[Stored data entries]
——————

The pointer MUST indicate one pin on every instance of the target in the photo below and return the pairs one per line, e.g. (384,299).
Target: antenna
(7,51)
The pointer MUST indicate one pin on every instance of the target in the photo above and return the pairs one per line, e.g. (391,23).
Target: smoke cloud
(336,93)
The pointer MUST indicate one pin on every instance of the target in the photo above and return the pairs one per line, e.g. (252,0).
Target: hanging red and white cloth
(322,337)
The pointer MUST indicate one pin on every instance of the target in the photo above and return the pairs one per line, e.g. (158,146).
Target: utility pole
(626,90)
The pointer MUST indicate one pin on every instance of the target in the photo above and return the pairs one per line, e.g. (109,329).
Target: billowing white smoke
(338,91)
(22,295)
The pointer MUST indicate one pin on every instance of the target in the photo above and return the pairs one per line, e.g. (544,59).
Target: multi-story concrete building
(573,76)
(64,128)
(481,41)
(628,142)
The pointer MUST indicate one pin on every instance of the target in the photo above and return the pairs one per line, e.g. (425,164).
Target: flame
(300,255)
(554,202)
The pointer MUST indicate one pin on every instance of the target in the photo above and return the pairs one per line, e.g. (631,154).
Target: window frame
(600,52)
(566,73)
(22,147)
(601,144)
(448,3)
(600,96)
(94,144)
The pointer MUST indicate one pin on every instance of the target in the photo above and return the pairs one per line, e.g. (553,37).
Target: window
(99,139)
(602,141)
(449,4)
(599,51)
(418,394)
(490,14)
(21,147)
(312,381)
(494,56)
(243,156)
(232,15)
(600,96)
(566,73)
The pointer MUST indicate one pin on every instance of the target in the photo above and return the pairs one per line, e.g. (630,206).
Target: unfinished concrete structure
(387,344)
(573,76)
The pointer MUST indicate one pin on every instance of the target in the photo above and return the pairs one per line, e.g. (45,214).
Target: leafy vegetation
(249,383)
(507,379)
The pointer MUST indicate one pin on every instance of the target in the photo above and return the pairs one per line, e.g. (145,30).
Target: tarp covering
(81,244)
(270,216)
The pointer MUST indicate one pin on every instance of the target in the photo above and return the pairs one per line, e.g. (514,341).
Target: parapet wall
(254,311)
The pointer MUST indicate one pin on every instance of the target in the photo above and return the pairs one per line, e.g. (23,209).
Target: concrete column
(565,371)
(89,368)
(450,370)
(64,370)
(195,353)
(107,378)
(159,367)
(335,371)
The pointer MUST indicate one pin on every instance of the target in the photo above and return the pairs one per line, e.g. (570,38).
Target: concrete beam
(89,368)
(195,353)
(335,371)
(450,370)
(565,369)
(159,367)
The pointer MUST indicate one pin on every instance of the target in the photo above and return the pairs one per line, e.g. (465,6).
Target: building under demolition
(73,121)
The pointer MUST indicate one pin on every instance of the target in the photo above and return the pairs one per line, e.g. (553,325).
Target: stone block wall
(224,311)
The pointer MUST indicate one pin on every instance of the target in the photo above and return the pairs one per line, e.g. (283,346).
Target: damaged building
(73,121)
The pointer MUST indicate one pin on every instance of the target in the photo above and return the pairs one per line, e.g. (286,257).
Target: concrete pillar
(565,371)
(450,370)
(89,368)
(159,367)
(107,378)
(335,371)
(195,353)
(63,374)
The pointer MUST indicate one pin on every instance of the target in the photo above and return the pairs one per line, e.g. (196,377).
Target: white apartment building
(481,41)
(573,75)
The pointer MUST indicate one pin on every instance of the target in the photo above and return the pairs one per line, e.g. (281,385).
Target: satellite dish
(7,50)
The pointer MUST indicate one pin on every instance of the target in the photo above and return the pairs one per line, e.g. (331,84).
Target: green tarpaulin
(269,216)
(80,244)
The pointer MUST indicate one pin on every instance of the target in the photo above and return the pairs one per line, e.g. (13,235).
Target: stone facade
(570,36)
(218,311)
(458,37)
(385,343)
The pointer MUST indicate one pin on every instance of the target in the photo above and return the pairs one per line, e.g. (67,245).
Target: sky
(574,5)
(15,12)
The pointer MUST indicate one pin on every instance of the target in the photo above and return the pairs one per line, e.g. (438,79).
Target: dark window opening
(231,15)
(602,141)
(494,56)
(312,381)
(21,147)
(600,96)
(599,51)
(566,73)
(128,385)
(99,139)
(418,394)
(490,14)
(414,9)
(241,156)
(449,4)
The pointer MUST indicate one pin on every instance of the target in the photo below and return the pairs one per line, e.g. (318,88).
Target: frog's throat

——————

The reply must consist solely of the lines from the one containing "line, e.g. (318,88)." through the last line of the data, reproduced exactly.

The pointer MUST indicate one pin on every instance of the target in the photo below and return the pairs one per line, e.g. (318,88).
Target: frog's throat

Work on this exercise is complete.